[Coordinate annotation entries]
## Start
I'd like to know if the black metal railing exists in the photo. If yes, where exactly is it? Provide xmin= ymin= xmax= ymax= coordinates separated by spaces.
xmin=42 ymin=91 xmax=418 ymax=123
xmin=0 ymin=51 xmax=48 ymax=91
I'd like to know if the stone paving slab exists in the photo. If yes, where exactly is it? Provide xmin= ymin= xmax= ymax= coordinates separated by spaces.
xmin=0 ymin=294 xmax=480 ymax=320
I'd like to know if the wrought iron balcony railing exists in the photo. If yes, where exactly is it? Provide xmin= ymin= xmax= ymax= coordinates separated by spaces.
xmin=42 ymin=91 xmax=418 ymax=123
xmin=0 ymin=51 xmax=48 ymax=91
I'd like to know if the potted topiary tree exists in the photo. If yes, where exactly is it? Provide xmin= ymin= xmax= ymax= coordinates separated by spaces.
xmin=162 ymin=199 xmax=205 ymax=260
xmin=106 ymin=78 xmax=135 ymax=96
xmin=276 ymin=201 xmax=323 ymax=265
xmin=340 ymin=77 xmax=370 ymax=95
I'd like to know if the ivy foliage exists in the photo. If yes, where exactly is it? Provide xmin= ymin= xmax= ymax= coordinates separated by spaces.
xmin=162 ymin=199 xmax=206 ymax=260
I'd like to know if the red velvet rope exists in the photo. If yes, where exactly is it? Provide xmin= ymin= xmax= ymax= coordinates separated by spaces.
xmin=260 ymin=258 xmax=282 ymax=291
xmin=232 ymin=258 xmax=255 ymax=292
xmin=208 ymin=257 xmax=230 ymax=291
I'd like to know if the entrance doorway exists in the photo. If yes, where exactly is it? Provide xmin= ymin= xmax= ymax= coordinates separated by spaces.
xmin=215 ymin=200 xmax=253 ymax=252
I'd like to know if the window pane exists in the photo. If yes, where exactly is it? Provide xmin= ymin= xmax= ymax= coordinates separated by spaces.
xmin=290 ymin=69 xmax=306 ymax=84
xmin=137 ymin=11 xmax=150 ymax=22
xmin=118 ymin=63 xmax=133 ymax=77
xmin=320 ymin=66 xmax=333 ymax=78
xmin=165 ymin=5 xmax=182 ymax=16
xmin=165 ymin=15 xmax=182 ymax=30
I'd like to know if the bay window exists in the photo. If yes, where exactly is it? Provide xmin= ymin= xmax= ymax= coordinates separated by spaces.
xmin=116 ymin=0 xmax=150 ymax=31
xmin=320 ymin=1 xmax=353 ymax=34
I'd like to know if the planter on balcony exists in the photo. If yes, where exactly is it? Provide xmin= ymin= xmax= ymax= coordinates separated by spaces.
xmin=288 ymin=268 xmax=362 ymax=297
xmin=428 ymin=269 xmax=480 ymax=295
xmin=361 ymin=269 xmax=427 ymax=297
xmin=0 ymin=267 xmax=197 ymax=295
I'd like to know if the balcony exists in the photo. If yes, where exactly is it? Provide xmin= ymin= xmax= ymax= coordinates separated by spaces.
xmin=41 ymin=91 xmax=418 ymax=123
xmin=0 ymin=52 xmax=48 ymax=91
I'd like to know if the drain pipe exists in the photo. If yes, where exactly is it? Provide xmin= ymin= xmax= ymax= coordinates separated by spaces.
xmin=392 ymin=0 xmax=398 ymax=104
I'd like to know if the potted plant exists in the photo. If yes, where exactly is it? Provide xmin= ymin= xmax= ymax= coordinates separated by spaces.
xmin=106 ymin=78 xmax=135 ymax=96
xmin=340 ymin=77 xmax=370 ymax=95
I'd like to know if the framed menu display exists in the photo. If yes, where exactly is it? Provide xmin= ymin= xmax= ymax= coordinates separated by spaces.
## End
> [The request] Take the part that opens with the line containing "I'd like to know if the window" and closes with the line containing "xmin=320 ymin=1 xmax=353 ymax=34", and write it out again with "exists" swapped for "appears" throughout, leaving everything else as it is.

> [Solved problem]
I'd like to know if the window pane appears in the photo. If yes, where exactly is it? Provide xmin= ymin= xmax= ymax= coordinates separated by spaces.
xmin=290 ymin=69 xmax=306 ymax=84
xmin=137 ymin=11 xmax=150 ymax=22
xmin=118 ymin=63 xmax=133 ymax=77
xmin=320 ymin=66 xmax=333 ymax=78
xmin=165 ymin=5 xmax=182 ymax=16
xmin=165 ymin=15 xmax=182 ymax=30
I'd like to know if the bay window appears in the photo. If yes, where exactly is it? Provide xmin= ymin= xmax= ymax= coordinates separated by spaces.
xmin=116 ymin=0 xmax=150 ymax=31
xmin=320 ymin=1 xmax=353 ymax=34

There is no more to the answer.